GESTELLTE AUFGABE A: Suche alle Zeilen der Einträge heraus, in denen die Zeichenfolge „russet“ vorkommt, und gib jede davon vollständig wieder.

VORLIEGENDER AUSZUG:
+++
# TS3 Server erstellen mit DynDns.



## Rurdo (25. August 2011)

Hey leute,
Habe gerade ein kleines problem... 
Habe den Server so weit eingerichtet dass ich darauf kann und alles machen kann (Channel sind schon gemacht)
ich kann aber nur joinen indem ich bei Server Adresse localhost eingebe, nicht wenn ich die richtige adresse reinschreib... (diese ist pcghforum.dyndns.org)
Wenn ich die richtige adresse eingebe, kommen diese meldungen:
<20:22:01> Versuche den Hostnamen pcghforum.dyndns.org aufzulösen
<20:22:01> Versuche zum Server auf pcghforum.dyndns.org zu verbinden
<20:22:07> Verbindung zum Server fehlgeschlagen
Ports sind in der Firewall freigegeben, und soweit ich mich auskenne auch im Router...

was kann ich da tun?
Ach ja, Der server ist fürs PCGH-Forum... deswegen der Name...


----------



## Clawhammer (25. August 2011)

Hehe, lol 

1. Gibt es (soweit ich weiss) schon 1 Teamspeak für PCGH

2. Macht sich ein Teamspeak unter einer max. Uploadrate von 100Kb/s schlecht (selber erfahrung mit gemacht)

3. was hast du für einen Router? Bei D Link und der Fritz Box kann man DynDns integrieren.

4. wenn du willst kann ich dir gerne einen Server erstellen der 24/7 erreichbar ist. (besitze einen vServer mit Minecraft, Webserver und Teamspeak [siehe Signatur])


----------



## Rurdo (25. August 2011)

Wenn PCGH schon einen hat, bitte immerher mit der IP!
ich hab ne 35k leitung -.-
ein Thomson router/modem 
ich brauche keinen, habe das nur gemacht weil ich nix von einem PCGH ts3 server weiß... und eben mal mit allen plaudern wollte!


----------



## Jimini (25. August 2011)

Clawhammer schrieb:


> 2. Macht sich ein Teamspeak unter einer max. Uploadrate von 100Kb/s schlecht (selber erfahrung mit gemacht)


Nein, man kann auch mit 16kb/s ziemlich passabel einen TS-Server betreiben. Ich habe an exakt so einem Anschluss mit 8 Leuten im TS gesessen und nebenbei ohne nennenswerte Lags WOW gespielt. QOS oder Traffic-Shaping war nicht aktiv.

@ Topic: DynDNS bietet den DDClient an, schau mal, ob es den auch für Windows gibt. Ansonsten kann man sowas in vielen Routern einrichten.

MfG Jimini


----------



## Rurdo (25. August 2011)

Okey,was ist ein DDClient und was macht der? was soll ich im Router einrichten?


----------



## Jimini (25. August 2011)

Rurdo schrieb:


> Okey,was ist ein DDClient und was macht der? was soll ich im Router einrichten?


 
DDClient ist ein Programm, welches deine aktuelle externe IP-Adresse an den DynDNS-Anbieter übermittelt, damit dieser Anfragen an xyz.dyndns.org an die entsprechende Adresse weiterleiten kann. Für Windows gibt es beispielsweise Windows Update Client - Dyn

Alternativ kannst du eben diese Weiterleitung auch im Router einrichten, falls die Option dort angeboten wird. Dann schickt der Router in regelmäßigen Abständen deine IP-Adresse an den jeweiligen Anbieter.
+++
GESTELLTE AUFGABE B: Erkläre anhand des Forenthreads zum TS3-Server, warum der DDClient die aktuelle externe IP-Adresse an den DynDNS-Anbieter übermittelt.

(Einträge zur Segmentierungsbeschriftung)
+++
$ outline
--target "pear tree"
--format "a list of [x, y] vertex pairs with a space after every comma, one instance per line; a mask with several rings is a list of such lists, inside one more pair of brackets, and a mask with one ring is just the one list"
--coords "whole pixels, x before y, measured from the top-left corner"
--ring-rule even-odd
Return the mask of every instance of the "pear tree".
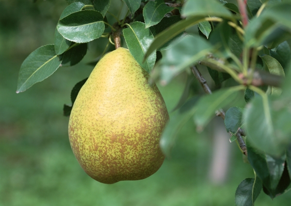
[[[291, 0], [122, 0], [123, 16], [109, 11], [111, 0], [66, 0], [54, 44], [24, 60], [16, 93], [78, 63], [88, 43], [102, 38], [106, 46], [95, 64], [113, 45], [128, 48], [149, 84], [165, 85], [184, 73], [201, 84], [204, 93], [190, 96], [185, 82], [161, 136], [166, 157], [189, 120], [201, 131], [216, 115], [254, 170], [233, 191], [237, 206], [254, 205], [262, 190], [273, 199], [291, 188]], [[76, 82], [65, 115], [86, 80]]]

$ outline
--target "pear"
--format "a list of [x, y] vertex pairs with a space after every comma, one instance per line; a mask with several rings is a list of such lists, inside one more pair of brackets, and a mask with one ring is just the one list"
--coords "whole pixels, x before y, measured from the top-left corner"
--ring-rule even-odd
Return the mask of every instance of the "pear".
[[93, 179], [113, 184], [144, 179], [164, 159], [160, 138], [169, 119], [148, 74], [122, 48], [96, 65], [75, 101], [69, 122], [71, 146]]

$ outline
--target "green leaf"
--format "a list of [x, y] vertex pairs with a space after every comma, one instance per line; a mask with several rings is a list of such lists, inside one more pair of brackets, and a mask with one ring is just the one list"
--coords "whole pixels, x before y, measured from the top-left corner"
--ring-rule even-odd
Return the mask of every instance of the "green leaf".
[[71, 3], [64, 10], [60, 16], [60, 19], [65, 18], [71, 14], [81, 11], [84, 6], [85, 4], [81, 2], [75, 2]]
[[171, 115], [160, 142], [162, 150], [166, 157], [170, 157], [171, 149], [175, 144], [179, 131], [196, 111], [194, 105], [197, 99], [197, 96], [192, 97]]
[[256, 97], [259, 95], [257, 93], [254, 92], [249, 88], [245, 89], [244, 91], [244, 100], [245, 100], [245, 102], [248, 102], [253, 98]]
[[291, 144], [289, 144], [286, 151], [286, 161], [287, 163], [289, 176], [291, 178]]
[[59, 21], [57, 28], [66, 39], [78, 43], [97, 39], [104, 29], [102, 15], [94, 10], [83, 10], [67, 16]]
[[71, 43], [72, 42], [64, 38], [56, 28], [54, 36], [54, 49], [56, 54], [59, 55], [65, 52], [70, 47]]
[[[162, 32], [163, 31], [180, 20], [181, 18], [178, 16], [173, 16], [171, 17], [165, 17], [162, 19], [162, 21], [161, 21], [158, 24], [150, 27], [149, 29], [150, 30], [150, 31], [154, 36], [156, 37], [158, 34]], [[166, 42], [158, 50], [162, 50], [169, 49], [171, 47], [171, 43], [175, 39], [180, 37], [182, 34], [183, 32], [178, 34], [177, 36], [174, 36], [173, 38]]]
[[140, 7], [141, 0], [122, 0], [126, 4], [131, 15], [133, 15], [134, 12]]
[[248, 178], [240, 184], [235, 191], [236, 206], [253, 206], [262, 188], [259, 178]]
[[263, 182], [264, 192], [272, 199], [285, 192], [291, 182], [286, 155], [275, 157], [266, 154], [255, 148], [248, 138], [246, 143], [248, 159]]
[[154, 40], [149, 29], [146, 29], [144, 23], [136, 21], [130, 27], [123, 30], [123, 35], [131, 55], [144, 69], [150, 73], [156, 62], [156, 52], [143, 62], [146, 51]]
[[182, 15], [185, 16], [215, 16], [232, 18], [231, 13], [215, 0], [188, 0], [183, 6]]
[[238, 86], [222, 89], [200, 98], [196, 105], [197, 111], [194, 115], [194, 121], [198, 128], [204, 127], [215, 116], [217, 110], [233, 104], [237, 99], [240, 90], [244, 88], [244, 86]]
[[44, 46], [32, 51], [21, 64], [16, 93], [24, 92], [51, 75], [61, 63], [53, 45]]
[[291, 113], [270, 97], [253, 98], [244, 114], [248, 139], [256, 147], [273, 155], [280, 155], [291, 137]]
[[155, 25], [161, 21], [165, 15], [174, 9], [168, 6], [163, 0], [147, 2], [143, 11], [146, 28]]
[[242, 125], [242, 113], [244, 109], [237, 107], [229, 108], [226, 113], [225, 125], [227, 132], [236, 134]]
[[68, 4], [71, 4], [75, 2], [81, 2], [85, 5], [93, 5], [93, 0], [65, 0]]
[[280, 44], [277, 48], [276, 52], [271, 50], [270, 53], [272, 57], [276, 59], [279, 62], [284, 70], [286, 69], [287, 63], [291, 56], [290, 47], [287, 41], [285, 41]]
[[228, 9], [229, 10], [235, 12], [237, 14], [240, 14], [239, 8], [236, 5], [231, 3], [226, 3], [224, 5], [224, 6]]
[[173, 111], [174, 111], [177, 109], [179, 109], [180, 107], [181, 107], [182, 105], [184, 104], [184, 103], [185, 103], [188, 97], [189, 96], [189, 95], [190, 94], [190, 88], [194, 80], [194, 76], [193, 75], [188, 75], [187, 76], [187, 81], [186, 82], [186, 84], [185, 85], [185, 88], [184, 89], [183, 94], [180, 97], [179, 102], [178, 102], [176, 106], [173, 109]]
[[207, 21], [203, 21], [198, 23], [198, 27], [200, 31], [206, 36], [206, 38], [208, 39], [209, 34], [211, 32], [211, 25]]
[[[75, 2], [71, 3], [65, 9], [61, 15], [60, 19], [63, 18], [74, 12], [81, 11], [84, 6], [85, 6], [85, 4], [80, 2]], [[63, 53], [69, 48], [71, 43], [71, 42], [64, 38], [56, 28], [54, 36], [54, 47], [56, 53], [58, 55]]]
[[174, 46], [165, 51], [161, 61], [163, 85], [212, 49], [211, 45], [198, 35], [186, 36], [172, 44]]
[[203, 16], [194, 16], [187, 19], [181, 20], [160, 33], [155, 37], [155, 40], [146, 51], [145, 59], [146, 59], [156, 49], [159, 49], [167, 42], [184, 31], [185, 29], [197, 24], [203, 18]]
[[93, 5], [95, 10], [102, 15], [104, 17], [109, 9], [111, 0], [95, 0]]
[[79, 63], [87, 53], [87, 44], [81, 44], [72, 47], [64, 54], [62, 66], [73, 66]]
[[[285, 73], [279, 62], [271, 56], [263, 54], [259, 56], [268, 67], [271, 74], [285, 77]], [[282, 93], [281, 88], [272, 87], [271, 94], [279, 95]]]
[[64, 105], [63, 111], [64, 116], [69, 116], [71, 114], [71, 111], [73, 108], [73, 106], [74, 105], [74, 103], [75, 103], [77, 96], [78, 96], [78, 94], [79, 94], [80, 90], [84, 84], [85, 84], [86, 81], [87, 81], [87, 79], [88, 79], [88, 78], [86, 78], [84, 79], [79, 81], [76, 84], [76, 85], [73, 88], [73, 89], [71, 92], [71, 101], [72, 101], [72, 105], [71, 106], [66, 104]]

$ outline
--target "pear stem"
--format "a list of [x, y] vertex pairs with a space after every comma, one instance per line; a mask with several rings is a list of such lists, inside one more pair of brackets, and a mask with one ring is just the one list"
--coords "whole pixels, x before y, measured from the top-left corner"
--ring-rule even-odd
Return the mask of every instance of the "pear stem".
[[118, 24], [118, 22], [116, 22], [113, 25], [113, 28], [115, 30], [113, 30], [112, 36], [113, 40], [115, 46], [115, 49], [121, 47], [121, 39], [120, 35], [121, 35], [121, 28]]

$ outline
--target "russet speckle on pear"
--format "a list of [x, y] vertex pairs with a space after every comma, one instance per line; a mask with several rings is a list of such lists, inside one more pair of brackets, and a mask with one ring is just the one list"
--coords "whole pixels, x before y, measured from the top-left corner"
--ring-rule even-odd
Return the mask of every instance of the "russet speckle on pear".
[[99, 61], [80, 90], [69, 137], [80, 164], [93, 179], [106, 184], [142, 179], [162, 164], [160, 138], [169, 114], [148, 77], [120, 48]]

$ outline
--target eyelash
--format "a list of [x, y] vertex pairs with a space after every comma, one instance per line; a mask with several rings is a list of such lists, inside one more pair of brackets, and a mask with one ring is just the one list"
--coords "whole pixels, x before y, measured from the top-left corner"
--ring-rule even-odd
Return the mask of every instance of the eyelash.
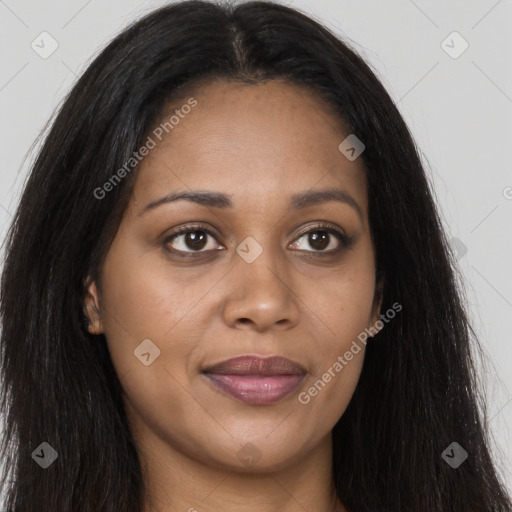
[[[167, 252], [170, 252], [172, 254], [179, 254], [180, 256], [182, 256], [184, 258], [190, 258], [190, 257], [194, 258], [194, 257], [196, 257], [195, 255], [199, 255], [199, 254], [202, 254], [202, 253], [210, 252], [211, 250], [207, 250], [207, 251], [204, 251], [204, 250], [201, 250], [201, 251], [180, 251], [180, 250], [176, 250], [176, 249], [169, 249], [169, 248], [167, 248], [167, 245], [171, 241], [173, 241], [175, 238], [177, 238], [178, 236], [183, 235], [183, 234], [187, 234], [187, 233], [193, 233], [194, 231], [204, 232], [204, 233], [210, 235], [215, 240], [217, 240], [217, 235], [215, 233], [213, 233], [213, 231], [211, 231], [210, 229], [208, 229], [208, 228], [206, 228], [206, 227], [204, 227], [204, 226], [202, 226], [200, 224], [193, 224], [193, 225], [183, 226], [182, 228], [179, 228], [174, 233], [172, 233], [170, 236], [168, 236], [163, 241], [164, 249]], [[295, 238], [294, 241], [299, 240], [304, 235], [308, 235], [309, 233], [315, 233], [315, 232], [318, 232], [318, 231], [325, 231], [325, 232], [327, 232], [327, 233], [329, 233], [331, 235], [334, 235], [338, 239], [338, 241], [340, 242], [340, 247], [338, 249], [334, 249], [334, 250], [330, 250], [330, 251], [316, 251], [316, 250], [312, 250], [312, 251], [306, 251], [306, 252], [316, 253], [318, 255], [332, 256], [334, 254], [340, 253], [344, 249], [345, 250], [350, 249], [353, 246], [354, 241], [355, 241], [355, 236], [348, 236], [343, 231], [340, 231], [340, 230], [338, 230], [336, 228], [333, 228], [331, 226], [331, 224], [329, 224], [327, 222], [320, 222], [320, 223], [316, 224], [315, 226], [309, 227], [309, 229], [301, 231], [297, 235], [297, 237]], [[300, 251], [301, 250], [299, 249], [299, 252]]]

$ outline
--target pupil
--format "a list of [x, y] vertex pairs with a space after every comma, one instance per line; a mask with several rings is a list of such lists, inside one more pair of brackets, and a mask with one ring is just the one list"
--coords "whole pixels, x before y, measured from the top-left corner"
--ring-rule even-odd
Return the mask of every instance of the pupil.
[[[318, 233], [321, 233], [320, 236], [318, 236]], [[309, 235], [309, 243], [311, 244], [311, 247], [315, 249], [325, 249], [329, 245], [328, 233], [326, 231], [316, 231], [315, 233], [311, 233]]]
[[[198, 236], [197, 233], [200, 235]], [[202, 249], [205, 246], [205, 241], [204, 231], [191, 231], [185, 237], [185, 244], [189, 249]]]

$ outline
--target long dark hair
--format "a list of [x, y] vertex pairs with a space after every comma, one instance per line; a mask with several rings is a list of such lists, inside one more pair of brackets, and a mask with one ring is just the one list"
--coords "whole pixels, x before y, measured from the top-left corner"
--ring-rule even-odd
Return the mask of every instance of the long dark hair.
[[[333, 430], [342, 503], [353, 512], [510, 511], [490, 455], [475, 377], [480, 348], [455, 258], [392, 99], [354, 49], [305, 14], [270, 2], [202, 1], [160, 8], [118, 35], [63, 101], [31, 169], [0, 291], [7, 508], [140, 510], [120, 381], [104, 336], [82, 326], [84, 279], [99, 276], [137, 169], [104, 198], [95, 190], [179, 90], [218, 78], [308, 87], [365, 144], [381, 311], [397, 302], [403, 309], [368, 343]], [[33, 459], [44, 442], [58, 453], [46, 470]], [[468, 453], [457, 469], [442, 457], [452, 442]]]

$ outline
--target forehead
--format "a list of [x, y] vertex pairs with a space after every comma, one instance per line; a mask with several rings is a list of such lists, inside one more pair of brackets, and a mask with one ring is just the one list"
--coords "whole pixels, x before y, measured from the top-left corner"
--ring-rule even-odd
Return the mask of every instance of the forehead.
[[[191, 99], [195, 106], [181, 108], [194, 105]], [[311, 90], [275, 80], [219, 81], [173, 101], [161, 121], [137, 175], [138, 199], [204, 189], [233, 196], [235, 207], [268, 209], [298, 192], [336, 186], [366, 210], [362, 159], [340, 152], [349, 134]]]

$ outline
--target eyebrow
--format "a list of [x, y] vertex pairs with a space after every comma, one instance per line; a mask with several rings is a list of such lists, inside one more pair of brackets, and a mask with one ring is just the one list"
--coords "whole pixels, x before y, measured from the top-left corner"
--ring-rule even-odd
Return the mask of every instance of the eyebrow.
[[[152, 201], [146, 205], [139, 216], [144, 215], [147, 211], [153, 210], [163, 204], [172, 203], [174, 201], [187, 200], [203, 206], [212, 208], [232, 208], [233, 202], [231, 196], [221, 192], [201, 192], [198, 190], [189, 190], [184, 192], [173, 192], [160, 199]], [[338, 188], [326, 188], [323, 190], [308, 190], [295, 194], [290, 199], [290, 207], [295, 210], [301, 210], [309, 206], [314, 206], [328, 201], [337, 201], [339, 203], [348, 204], [356, 210], [360, 219], [363, 220], [363, 211], [357, 201], [345, 190]]]

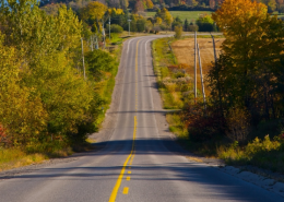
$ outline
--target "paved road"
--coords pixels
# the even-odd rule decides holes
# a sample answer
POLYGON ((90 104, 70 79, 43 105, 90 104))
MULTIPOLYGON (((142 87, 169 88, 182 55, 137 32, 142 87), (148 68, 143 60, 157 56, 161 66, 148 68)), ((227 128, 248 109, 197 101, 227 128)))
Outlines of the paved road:
MULTIPOLYGON (((114 123, 105 147, 76 161, 0 180, 1 202, 280 202, 282 197, 170 152, 150 41, 125 43, 114 123)), ((107 130, 107 129, 105 129, 107 130)))

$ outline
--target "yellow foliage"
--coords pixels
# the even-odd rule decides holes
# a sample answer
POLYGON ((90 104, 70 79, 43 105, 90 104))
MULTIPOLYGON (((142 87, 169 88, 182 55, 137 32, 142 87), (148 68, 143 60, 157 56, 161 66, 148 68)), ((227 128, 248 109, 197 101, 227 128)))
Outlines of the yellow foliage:
POLYGON ((163 20, 162 20, 159 16, 157 16, 157 17, 156 17, 156 24, 159 25, 159 24, 162 24, 162 23, 163 23, 163 20))
POLYGON ((24 64, 16 58, 13 48, 0 44, 0 122, 8 140, 22 145, 38 136, 48 116, 35 88, 21 84, 19 67, 24 64))
POLYGON ((222 7, 212 13, 212 19, 217 23, 225 36, 232 28, 245 28, 256 25, 267 16, 267 5, 251 0, 225 0, 222 7), (250 22, 253 17, 255 21, 250 22), (253 24, 248 24, 253 23, 253 24))

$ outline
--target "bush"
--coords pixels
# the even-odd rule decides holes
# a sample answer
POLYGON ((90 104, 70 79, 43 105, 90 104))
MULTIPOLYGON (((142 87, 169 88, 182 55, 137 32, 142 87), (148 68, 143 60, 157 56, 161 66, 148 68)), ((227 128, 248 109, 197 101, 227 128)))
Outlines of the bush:
MULTIPOLYGON (((106 32, 109 33, 109 25, 106 26, 106 32)), ((122 33, 123 28, 119 26, 118 24, 111 24, 110 25, 110 33, 122 33)))
POLYGON ((188 32, 198 32, 199 26, 198 25, 189 25, 188 26, 188 32))
POLYGON ((230 108, 226 116, 227 136, 233 141, 244 142, 249 133, 250 118, 246 109, 240 107, 230 108))
POLYGON ((179 25, 179 26, 175 26, 175 38, 181 38, 181 35, 182 35, 182 26, 179 25))

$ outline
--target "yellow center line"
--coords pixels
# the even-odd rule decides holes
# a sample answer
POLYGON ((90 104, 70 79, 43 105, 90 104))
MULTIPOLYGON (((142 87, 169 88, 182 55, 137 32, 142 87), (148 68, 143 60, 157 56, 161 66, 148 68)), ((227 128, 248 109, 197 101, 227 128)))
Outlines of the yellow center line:
POLYGON ((128 194, 128 189, 129 189, 128 187, 125 187, 122 193, 123 193, 123 194, 128 194))
MULTIPOLYGON (((139 41, 137 43, 137 55, 135 55, 135 110, 138 110, 138 46, 139 46, 139 41)), ((115 202, 116 201, 116 198, 117 198, 117 193, 118 193, 118 190, 119 190, 119 187, 121 185, 121 181, 122 181, 122 178, 123 178, 123 175, 125 175, 125 171, 126 171, 126 167, 128 165, 128 163, 130 162, 130 165, 132 165, 132 161, 133 161, 133 157, 135 155, 135 152, 134 152, 134 143, 135 143, 135 136, 137 136, 137 116, 134 116, 134 129, 133 129, 133 140, 132 140, 132 148, 131 148, 131 152, 130 154, 128 155, 123 166, 122 166, 122 169, 118 176, 118 179, 117 179, 117 182, 113 189, 113 192, 109 197, 109 200, 108 202, 115 202)), ((131 167, 129 166, 128 167, 129 169, 131 169, 131 167)), ((131 174, 131 171, 128 171, 128 174, 131 174)), ((130 180, 130 177, 127 177, 127 180, 130 180)), ((123 191, 122 193, 123 194, 128 194, 128 190, 129 188, 128 187, 125 187, 123 188, 123 191)))

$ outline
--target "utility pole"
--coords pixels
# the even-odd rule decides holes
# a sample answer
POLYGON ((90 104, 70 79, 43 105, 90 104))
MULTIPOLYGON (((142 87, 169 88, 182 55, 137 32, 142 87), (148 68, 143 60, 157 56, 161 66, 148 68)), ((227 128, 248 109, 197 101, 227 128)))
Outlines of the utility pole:
POLYGON ((96 46, 95 46, 95 49, 98 49, 97 35, 96 35, 96 46))
POLYGON ((129 19, 129 13, 128 13, 128 36, 130 36, 130 22, 131 20, 129 19))
POLYGON ((94 50, 94 47, 93 47, 93 45, 94 45, 94 41, 93 41, 94 39, 93 39, 93 36, 91 36, 91 50, 93 51, 94 50))
POLYGON ((214 59, 215 59, 215 64, 217 63, 217 56, 216 56, 216 47, 215 47, 215 39, 214 36, 212 36, 212 41, 213 41, 213 52, 214 52, 214 59))
POLYGON ((83 38, 81 38, 82 45, 82 59, 83 59, 83 71, 84 71, 84 80, 86 80, 86 72, 85 72, 85 61, 84 61, 84 47, 83 47, 83 38))
POLYGON ((202 64, 201 64, 201 56, 200 56, 199 44, 198 44, 198 58, 199 58, 200 78, 201 78, 201 84, 202 84, 203 104, 204 104, 204 110, 206 110, 205 91, 204 91, 204 82, 203 82, 202 64))
POLYGON ((104 38, 104 49, 106 48, 106 35, 105 35, 105 28, 104 28, 104 20, 103 21, 103 38, 104 38))
POLYGON ((110 43, 110 16, 109 16, 108 25, 109 25, 109 26, 108 26, 108 27, 109 27, 108 29, 109 29, 109 43, 110 43))
POLYGON ((194 104, 197 104, 198 87, 197 87, 197 32, 194 33, 194 104))

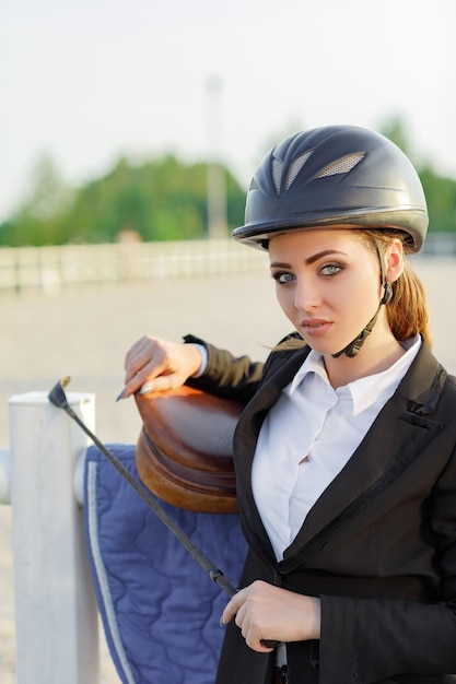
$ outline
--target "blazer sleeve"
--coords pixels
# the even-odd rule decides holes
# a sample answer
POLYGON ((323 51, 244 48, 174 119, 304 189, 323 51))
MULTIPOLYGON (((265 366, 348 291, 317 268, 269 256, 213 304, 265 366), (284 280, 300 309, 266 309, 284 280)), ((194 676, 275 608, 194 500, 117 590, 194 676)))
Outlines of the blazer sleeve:
MULTIPOLYGON (((456 453, 433 491, 441 602, 321 597, 321 684, 456 673, 456 453)), ((388 680, 389 681, 389 680, 388 680)))
POLYGON ((249 356, 234 356, 195 335, 184 338, 185 343, 202 344, 208 350, 208 365, 199 378, 189 378, 186 385, 203 391, 247 403, 256 393, 262 378, 265 364, 249 356))

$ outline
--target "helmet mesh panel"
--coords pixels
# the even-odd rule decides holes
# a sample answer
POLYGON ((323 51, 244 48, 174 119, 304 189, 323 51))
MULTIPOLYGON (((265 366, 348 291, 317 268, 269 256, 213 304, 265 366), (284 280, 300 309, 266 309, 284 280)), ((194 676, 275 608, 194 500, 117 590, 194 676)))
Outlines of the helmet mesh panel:
POLYGON ((302 167, 304 166, 304 164, 306 163, 306 161, 308 160, 312 153, 313 153, 313 150, 303 152, 303 154, 300 154, 300 156, 297 156, 294 160, 293 164, 291 164, 290 169, 289 169, 289 175, 287 176, 285 190, 290 189, 290 186, 292 185, 293 180, 296 178, 297 174, 300 173, 300 170, 302 169, 302 167))
POLYGON ((280 192, 280 181, 282 179, 282 162, 276 157, 272 160, 272 180, 276 186, 276 191, 280 192))
POLYGON ((348 174, 356 164, 364 158, 364 152, 358 152, 356 154, 349 154, 342 160, 339 160, 328 166, 318 178, 326 178, 327 176, 338 176, 339 174, 348 174))

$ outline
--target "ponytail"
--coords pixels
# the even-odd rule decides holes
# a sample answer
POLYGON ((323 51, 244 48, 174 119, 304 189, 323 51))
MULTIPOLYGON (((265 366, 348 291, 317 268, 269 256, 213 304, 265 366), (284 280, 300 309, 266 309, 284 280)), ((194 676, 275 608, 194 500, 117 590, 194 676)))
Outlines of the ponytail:
MULTIPOLYGON (((405 234, 394 229, 364 229, 360 231, 359 234, 362 238, 371 238, 369 239, 371 245, 381 243, 386 247, 390 239, 395 237, 405 245, 405 234)), ((405 245, 406 251, 407 247, 405 245)), ((429 346, 432 346, 428 297, 421 280, 411 268, 406 255, 404 257, 404 271, 391 285, 393 298, 386 305, 386 316, 394 337, 399 342, 402 342, 421 334, 429 346)))

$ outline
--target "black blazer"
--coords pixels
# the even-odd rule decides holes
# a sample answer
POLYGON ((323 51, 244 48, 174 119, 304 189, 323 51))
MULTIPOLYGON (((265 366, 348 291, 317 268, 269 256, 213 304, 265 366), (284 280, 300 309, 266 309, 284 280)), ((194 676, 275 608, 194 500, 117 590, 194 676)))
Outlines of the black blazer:
MULTIPOLYGON (((188 341, 195 341, 194 338, 188 341)), ((321 599, 321 638, 288 645, 290 684, 456 682, 456 380, 425 342, 347 465, 276 562, 250 487, 262 421, 308 347, 261 367, 208 346, 200 386, 249 399, 236 429, 239 516, 255 579, 321 599)), ((278 476, 280 474, 278 473, 278 476)), ((273 657, 231 624, 218 684, 271 682, 273 657)))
+++
ANTWORT A:
--target "russet speckle on pear"
Return the mask of every instance of the "russet speckle on pear".

ANTWORT B: Der DDClient übermittelt die aktuelle externe IP-Adresse an den DynDNS-Anbieter, damit dieser Anfragen an xyz.dyndns.org an die entsprechende Adresse weiterleiten kann.